(Dataset entries)
┌────────
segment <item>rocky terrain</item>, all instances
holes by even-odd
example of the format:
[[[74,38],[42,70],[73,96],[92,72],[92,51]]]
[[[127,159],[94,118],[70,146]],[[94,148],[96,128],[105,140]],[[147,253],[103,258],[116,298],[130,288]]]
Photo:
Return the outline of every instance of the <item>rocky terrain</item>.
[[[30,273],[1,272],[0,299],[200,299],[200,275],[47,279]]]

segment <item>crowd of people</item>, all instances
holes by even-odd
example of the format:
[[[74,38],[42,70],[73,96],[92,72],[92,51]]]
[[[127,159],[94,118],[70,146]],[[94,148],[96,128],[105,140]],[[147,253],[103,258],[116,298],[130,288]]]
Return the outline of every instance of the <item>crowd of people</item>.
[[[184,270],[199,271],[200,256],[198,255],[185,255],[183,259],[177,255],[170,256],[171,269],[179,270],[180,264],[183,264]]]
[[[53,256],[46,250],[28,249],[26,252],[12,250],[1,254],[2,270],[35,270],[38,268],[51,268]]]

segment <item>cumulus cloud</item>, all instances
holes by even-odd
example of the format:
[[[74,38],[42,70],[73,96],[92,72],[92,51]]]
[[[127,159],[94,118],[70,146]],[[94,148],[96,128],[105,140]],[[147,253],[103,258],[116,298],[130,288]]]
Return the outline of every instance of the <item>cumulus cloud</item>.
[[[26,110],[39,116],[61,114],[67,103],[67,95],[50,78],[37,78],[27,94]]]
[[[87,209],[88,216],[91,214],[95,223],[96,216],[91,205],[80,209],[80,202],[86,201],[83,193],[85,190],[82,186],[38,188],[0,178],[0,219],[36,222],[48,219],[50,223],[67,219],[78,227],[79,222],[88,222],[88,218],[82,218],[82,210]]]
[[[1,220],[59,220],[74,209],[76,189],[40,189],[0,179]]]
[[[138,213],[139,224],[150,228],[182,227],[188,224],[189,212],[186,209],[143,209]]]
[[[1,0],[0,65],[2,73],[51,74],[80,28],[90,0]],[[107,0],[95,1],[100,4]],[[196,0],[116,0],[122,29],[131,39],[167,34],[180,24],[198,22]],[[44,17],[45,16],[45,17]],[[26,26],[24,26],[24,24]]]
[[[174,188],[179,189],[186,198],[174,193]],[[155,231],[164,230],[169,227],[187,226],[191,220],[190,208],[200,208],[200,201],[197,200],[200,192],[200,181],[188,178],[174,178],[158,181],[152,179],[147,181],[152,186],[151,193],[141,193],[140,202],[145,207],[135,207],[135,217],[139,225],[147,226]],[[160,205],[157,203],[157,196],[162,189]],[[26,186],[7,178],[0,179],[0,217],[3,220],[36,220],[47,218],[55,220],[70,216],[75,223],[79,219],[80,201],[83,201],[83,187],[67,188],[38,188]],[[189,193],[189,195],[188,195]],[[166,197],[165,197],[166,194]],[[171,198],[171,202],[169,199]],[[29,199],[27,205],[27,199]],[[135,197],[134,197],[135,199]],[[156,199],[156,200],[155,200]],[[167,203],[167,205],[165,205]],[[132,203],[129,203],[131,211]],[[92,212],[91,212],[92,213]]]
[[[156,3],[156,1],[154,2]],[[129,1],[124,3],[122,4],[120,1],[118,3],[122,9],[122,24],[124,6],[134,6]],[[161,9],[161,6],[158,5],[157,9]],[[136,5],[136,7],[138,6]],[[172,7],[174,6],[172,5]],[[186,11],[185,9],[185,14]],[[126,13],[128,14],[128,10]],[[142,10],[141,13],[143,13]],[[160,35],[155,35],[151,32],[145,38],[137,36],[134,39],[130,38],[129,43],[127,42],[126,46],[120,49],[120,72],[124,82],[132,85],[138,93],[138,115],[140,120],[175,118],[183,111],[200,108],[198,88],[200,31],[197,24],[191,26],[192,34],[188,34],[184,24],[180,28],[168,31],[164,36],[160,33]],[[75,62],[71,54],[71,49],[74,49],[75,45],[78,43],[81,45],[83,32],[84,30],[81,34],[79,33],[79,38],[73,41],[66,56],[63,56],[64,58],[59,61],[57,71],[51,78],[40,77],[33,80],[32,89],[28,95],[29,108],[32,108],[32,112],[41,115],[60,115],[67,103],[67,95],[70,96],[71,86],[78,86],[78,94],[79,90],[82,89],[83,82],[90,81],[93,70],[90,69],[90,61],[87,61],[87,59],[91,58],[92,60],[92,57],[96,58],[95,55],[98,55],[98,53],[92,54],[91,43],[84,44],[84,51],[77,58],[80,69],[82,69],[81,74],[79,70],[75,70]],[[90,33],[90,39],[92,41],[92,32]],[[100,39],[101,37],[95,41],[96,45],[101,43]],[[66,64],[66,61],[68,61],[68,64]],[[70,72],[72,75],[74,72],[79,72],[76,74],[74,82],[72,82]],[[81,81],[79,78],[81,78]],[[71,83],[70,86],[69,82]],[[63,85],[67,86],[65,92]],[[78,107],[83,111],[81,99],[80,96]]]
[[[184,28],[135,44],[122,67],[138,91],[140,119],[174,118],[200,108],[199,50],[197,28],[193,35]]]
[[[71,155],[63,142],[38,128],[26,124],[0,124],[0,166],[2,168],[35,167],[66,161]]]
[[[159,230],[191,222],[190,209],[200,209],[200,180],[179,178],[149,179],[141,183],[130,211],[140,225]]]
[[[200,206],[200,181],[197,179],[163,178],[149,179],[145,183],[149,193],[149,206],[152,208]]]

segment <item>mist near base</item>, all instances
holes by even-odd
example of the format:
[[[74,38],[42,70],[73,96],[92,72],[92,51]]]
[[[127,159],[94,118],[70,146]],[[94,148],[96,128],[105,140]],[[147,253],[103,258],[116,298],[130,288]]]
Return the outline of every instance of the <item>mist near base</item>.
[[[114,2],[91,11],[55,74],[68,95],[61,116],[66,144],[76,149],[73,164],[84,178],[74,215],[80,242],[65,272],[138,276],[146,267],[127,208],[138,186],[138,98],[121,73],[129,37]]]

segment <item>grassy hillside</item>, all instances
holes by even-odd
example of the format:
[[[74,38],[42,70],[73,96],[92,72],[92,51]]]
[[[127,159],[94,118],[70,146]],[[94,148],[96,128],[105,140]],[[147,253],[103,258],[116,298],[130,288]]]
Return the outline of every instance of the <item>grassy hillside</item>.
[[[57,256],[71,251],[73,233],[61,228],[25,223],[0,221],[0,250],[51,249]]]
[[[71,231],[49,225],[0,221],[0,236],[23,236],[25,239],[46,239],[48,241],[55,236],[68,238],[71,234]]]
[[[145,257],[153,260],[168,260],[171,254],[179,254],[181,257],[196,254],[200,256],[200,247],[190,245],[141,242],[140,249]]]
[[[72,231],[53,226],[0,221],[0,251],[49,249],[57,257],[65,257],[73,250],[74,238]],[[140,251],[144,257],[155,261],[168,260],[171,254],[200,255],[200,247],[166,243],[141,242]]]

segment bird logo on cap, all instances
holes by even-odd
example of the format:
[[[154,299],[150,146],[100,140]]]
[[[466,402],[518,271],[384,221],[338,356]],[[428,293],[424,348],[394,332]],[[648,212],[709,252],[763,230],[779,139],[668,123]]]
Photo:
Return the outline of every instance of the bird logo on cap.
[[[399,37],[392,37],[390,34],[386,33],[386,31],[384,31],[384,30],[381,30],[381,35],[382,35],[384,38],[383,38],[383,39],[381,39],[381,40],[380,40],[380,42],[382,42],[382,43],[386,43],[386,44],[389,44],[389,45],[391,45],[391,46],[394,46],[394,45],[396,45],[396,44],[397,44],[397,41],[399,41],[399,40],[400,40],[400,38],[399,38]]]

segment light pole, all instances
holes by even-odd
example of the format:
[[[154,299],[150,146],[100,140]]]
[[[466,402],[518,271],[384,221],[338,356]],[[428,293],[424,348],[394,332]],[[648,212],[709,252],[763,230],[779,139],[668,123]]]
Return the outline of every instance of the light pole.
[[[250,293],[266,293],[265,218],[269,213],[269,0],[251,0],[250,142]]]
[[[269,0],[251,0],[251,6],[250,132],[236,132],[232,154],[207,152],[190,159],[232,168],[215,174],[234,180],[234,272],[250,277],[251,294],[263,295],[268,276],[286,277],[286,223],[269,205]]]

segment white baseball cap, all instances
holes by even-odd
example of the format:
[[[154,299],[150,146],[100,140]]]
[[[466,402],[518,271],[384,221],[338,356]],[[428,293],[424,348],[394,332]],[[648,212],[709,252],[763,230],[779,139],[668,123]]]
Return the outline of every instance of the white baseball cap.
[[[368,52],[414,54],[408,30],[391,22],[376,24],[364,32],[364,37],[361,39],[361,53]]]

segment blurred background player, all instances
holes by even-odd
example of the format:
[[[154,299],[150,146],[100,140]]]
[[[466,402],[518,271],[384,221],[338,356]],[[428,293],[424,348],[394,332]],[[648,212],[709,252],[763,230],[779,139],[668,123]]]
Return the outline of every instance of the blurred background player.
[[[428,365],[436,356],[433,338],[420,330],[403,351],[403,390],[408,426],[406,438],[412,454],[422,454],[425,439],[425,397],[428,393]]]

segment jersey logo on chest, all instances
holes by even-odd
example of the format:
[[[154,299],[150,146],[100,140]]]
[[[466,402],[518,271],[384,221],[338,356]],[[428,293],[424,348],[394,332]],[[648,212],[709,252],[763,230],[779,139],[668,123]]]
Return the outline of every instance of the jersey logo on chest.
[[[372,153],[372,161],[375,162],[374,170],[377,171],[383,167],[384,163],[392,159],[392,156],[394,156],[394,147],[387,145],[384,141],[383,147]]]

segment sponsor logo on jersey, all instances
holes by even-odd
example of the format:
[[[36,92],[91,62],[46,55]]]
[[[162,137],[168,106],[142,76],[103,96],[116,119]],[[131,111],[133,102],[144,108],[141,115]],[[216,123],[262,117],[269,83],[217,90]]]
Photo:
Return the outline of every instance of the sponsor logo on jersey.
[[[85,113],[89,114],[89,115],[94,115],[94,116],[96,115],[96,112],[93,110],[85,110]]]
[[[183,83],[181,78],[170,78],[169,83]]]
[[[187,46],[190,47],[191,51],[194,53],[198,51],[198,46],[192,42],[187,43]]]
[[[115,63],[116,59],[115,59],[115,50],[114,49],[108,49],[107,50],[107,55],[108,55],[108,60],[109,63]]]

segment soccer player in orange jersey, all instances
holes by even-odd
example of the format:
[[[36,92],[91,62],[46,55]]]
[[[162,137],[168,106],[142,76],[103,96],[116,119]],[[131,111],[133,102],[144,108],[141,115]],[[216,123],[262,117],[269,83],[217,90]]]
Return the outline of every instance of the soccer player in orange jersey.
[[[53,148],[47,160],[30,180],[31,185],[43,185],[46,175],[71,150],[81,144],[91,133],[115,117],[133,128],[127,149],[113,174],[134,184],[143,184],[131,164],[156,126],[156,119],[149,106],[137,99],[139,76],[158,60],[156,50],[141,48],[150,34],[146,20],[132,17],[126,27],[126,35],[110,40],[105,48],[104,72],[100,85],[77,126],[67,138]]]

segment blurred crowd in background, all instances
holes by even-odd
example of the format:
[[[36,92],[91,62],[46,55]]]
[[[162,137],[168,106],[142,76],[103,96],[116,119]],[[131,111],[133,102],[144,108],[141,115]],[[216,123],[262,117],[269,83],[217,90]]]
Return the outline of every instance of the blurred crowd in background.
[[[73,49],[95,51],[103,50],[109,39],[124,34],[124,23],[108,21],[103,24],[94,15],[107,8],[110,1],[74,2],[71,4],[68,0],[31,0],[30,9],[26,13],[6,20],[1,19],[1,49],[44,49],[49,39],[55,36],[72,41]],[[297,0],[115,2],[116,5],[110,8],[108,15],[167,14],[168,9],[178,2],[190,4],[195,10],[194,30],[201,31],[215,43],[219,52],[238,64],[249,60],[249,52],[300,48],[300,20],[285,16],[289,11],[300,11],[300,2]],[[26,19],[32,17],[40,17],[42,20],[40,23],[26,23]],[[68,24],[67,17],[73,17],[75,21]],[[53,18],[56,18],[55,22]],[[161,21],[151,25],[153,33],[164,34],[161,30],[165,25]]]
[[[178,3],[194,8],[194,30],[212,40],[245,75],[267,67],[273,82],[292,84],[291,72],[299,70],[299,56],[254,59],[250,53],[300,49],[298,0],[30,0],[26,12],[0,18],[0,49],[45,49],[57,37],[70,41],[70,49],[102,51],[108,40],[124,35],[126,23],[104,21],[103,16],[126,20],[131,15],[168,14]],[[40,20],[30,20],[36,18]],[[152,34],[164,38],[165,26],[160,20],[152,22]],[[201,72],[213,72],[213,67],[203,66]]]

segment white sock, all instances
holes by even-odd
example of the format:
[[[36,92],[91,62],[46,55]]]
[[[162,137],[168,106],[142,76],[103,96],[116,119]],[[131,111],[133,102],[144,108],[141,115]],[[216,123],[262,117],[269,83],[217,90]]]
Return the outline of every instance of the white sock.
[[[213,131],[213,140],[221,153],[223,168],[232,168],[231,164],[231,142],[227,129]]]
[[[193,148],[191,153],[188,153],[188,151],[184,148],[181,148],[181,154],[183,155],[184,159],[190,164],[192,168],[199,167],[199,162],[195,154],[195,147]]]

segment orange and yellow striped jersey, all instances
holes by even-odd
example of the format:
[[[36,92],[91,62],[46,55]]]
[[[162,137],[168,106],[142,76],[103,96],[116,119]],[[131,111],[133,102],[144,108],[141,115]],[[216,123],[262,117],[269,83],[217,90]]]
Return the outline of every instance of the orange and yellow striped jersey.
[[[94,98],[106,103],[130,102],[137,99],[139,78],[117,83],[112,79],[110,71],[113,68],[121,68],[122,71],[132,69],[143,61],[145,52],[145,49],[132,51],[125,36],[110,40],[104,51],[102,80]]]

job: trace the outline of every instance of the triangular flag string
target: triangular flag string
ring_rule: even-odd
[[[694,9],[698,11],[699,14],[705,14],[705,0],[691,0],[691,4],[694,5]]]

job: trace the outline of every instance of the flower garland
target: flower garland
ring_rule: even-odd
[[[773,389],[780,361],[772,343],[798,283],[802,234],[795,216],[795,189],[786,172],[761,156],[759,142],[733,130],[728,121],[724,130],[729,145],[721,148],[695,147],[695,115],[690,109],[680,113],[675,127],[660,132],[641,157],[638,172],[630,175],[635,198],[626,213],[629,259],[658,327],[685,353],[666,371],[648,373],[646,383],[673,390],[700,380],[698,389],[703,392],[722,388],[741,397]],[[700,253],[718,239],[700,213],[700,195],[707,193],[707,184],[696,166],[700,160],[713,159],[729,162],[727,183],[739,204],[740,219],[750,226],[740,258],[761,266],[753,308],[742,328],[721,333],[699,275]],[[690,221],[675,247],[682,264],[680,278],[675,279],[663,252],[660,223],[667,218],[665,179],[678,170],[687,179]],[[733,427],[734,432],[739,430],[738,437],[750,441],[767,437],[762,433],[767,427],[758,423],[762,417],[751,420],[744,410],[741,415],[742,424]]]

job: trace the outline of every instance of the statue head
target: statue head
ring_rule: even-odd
└────────
• **Your assignment**
The expected result is a copy of each line in the records where "string" appears.

• **Solution to this task**
job: trace the outline of every instance of the triangular flag string
target: triangular flag string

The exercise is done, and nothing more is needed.